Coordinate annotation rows
──────────

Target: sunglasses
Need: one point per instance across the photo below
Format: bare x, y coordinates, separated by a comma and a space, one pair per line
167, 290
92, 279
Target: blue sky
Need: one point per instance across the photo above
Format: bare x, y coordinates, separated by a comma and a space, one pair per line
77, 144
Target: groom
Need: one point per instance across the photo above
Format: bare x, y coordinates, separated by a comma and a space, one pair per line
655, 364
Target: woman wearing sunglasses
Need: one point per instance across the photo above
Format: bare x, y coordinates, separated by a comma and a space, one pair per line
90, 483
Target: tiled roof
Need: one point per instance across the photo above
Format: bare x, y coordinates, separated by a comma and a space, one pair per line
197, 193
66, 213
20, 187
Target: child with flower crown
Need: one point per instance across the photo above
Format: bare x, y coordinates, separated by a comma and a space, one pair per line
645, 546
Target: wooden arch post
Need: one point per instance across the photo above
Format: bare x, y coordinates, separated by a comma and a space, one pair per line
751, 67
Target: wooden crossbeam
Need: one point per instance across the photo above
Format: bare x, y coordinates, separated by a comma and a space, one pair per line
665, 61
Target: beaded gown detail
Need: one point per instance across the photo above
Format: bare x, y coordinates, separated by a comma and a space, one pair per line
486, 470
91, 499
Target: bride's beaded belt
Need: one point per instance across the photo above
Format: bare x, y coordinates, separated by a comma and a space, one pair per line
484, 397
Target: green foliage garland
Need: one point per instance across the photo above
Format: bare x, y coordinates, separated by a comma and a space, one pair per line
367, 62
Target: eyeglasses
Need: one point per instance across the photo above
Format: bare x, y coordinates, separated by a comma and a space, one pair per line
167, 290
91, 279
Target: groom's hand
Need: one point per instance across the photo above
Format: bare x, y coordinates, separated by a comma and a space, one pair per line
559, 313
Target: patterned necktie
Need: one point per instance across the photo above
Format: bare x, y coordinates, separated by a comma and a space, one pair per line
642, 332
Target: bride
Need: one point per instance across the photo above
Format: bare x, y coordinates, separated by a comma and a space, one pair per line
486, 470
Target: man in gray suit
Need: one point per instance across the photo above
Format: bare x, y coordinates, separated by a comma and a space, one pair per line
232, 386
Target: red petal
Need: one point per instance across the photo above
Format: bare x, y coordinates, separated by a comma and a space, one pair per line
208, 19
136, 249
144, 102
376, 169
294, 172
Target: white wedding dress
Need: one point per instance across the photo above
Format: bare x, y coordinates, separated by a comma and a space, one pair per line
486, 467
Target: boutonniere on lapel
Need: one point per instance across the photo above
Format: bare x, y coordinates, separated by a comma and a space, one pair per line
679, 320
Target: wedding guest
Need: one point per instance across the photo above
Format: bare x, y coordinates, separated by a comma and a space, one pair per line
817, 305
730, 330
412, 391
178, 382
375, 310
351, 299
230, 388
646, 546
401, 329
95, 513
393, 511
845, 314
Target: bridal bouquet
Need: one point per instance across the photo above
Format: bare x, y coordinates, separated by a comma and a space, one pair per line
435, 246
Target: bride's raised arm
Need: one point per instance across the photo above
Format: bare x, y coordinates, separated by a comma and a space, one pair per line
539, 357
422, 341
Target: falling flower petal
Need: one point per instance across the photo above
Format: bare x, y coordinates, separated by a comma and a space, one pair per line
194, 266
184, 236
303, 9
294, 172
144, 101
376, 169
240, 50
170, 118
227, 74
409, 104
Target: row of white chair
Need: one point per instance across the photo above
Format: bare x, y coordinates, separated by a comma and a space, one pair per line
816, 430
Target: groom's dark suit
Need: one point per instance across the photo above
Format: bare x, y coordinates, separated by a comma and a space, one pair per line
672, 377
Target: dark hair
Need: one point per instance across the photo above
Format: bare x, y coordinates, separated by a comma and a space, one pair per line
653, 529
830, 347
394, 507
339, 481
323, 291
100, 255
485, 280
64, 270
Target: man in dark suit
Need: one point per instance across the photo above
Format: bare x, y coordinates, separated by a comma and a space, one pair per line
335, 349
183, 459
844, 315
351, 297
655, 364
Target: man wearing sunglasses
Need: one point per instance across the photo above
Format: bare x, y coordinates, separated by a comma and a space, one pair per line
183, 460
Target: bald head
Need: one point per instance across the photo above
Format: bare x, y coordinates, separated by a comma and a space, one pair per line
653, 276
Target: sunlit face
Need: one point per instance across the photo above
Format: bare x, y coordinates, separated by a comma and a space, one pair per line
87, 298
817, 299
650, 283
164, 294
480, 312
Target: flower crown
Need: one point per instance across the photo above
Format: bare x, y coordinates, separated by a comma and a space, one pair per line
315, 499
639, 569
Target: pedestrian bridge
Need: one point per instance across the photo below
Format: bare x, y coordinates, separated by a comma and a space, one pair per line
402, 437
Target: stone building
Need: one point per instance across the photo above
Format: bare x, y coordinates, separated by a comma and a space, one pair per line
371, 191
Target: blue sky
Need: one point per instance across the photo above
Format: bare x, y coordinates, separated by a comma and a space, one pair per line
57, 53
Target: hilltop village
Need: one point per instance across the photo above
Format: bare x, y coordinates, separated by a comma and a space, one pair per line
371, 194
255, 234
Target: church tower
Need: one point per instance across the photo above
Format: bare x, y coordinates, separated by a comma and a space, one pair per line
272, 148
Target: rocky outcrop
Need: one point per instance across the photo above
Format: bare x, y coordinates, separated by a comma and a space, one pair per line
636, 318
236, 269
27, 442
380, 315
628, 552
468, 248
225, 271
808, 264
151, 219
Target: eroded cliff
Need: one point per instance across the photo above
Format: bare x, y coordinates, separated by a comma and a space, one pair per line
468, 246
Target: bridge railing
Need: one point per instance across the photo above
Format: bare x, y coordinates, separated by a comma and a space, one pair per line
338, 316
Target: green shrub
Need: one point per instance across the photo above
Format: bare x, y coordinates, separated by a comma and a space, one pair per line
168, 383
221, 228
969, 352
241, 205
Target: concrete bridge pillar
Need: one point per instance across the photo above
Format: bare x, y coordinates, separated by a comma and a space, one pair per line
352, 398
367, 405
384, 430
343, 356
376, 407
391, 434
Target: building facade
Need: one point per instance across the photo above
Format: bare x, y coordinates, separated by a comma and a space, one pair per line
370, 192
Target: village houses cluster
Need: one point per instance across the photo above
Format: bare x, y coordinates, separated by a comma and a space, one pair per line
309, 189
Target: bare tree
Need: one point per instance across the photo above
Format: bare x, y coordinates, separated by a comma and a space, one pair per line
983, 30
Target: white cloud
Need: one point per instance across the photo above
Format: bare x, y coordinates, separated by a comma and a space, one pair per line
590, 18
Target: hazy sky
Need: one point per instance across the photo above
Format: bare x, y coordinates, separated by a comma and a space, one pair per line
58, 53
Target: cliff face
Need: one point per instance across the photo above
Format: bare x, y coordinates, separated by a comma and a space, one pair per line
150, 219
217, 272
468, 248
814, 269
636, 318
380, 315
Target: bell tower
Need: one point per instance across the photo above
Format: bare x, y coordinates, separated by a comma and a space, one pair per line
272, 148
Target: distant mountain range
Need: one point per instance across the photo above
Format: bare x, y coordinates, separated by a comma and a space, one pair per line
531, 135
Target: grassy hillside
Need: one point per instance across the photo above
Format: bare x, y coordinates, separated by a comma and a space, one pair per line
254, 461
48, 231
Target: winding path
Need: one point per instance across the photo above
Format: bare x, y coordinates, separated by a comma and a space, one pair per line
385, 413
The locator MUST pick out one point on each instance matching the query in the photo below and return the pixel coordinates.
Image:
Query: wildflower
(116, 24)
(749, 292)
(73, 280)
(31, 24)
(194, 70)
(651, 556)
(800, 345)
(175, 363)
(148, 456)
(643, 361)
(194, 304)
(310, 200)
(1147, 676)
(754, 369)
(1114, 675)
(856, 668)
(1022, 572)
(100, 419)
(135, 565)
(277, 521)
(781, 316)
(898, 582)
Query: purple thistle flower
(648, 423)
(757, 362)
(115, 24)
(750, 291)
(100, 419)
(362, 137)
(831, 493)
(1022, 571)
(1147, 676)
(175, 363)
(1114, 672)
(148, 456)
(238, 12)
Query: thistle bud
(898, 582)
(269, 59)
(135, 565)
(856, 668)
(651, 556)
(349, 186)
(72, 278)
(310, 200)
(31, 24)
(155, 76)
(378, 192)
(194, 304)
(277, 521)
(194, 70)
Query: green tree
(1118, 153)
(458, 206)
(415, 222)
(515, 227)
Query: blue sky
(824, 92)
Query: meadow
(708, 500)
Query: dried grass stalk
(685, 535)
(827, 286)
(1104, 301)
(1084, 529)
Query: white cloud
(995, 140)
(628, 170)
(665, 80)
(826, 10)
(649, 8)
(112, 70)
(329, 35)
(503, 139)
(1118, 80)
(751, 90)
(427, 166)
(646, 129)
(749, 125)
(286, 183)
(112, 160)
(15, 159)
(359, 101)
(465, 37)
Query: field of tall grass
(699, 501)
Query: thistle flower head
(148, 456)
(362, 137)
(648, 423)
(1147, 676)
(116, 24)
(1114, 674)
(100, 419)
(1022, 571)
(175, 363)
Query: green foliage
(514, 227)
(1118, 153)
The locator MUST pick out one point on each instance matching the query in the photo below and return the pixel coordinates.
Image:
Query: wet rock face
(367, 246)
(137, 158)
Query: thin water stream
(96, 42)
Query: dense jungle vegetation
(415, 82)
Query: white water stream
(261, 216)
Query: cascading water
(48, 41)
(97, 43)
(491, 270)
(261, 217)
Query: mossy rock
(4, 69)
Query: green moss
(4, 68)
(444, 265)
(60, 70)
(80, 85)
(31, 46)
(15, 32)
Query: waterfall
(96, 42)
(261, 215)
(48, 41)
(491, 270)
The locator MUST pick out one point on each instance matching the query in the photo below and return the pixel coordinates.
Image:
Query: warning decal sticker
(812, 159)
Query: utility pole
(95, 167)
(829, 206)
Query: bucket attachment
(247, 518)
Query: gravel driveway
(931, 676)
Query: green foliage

──────────

### Do this:
Copy the rows from the line with "Query: green moss" through the last row, changing "utility pole" to "telephone pole" and leaving everything else as it is.

### Response to this exercise:
Query: green moss
(4, 68)
(444, 265)
(60, 70)
(80, 85)
(31, 46)
(15, 32)
Query: waterfall
(96, 42)
(261, 215)
(48, 41)
(491, 270)
The locator MUST pick out one point on each instance matching the query in the photo below and return the pixel coordinates.
Image:
Query: warning decal sticker
(812, 159)
Query: telephone pole
(95, 167)
(829, 206)
Query: bucket attachment
(247, 518)
Query: gravel driveway
(931, 676)
Query: green foliage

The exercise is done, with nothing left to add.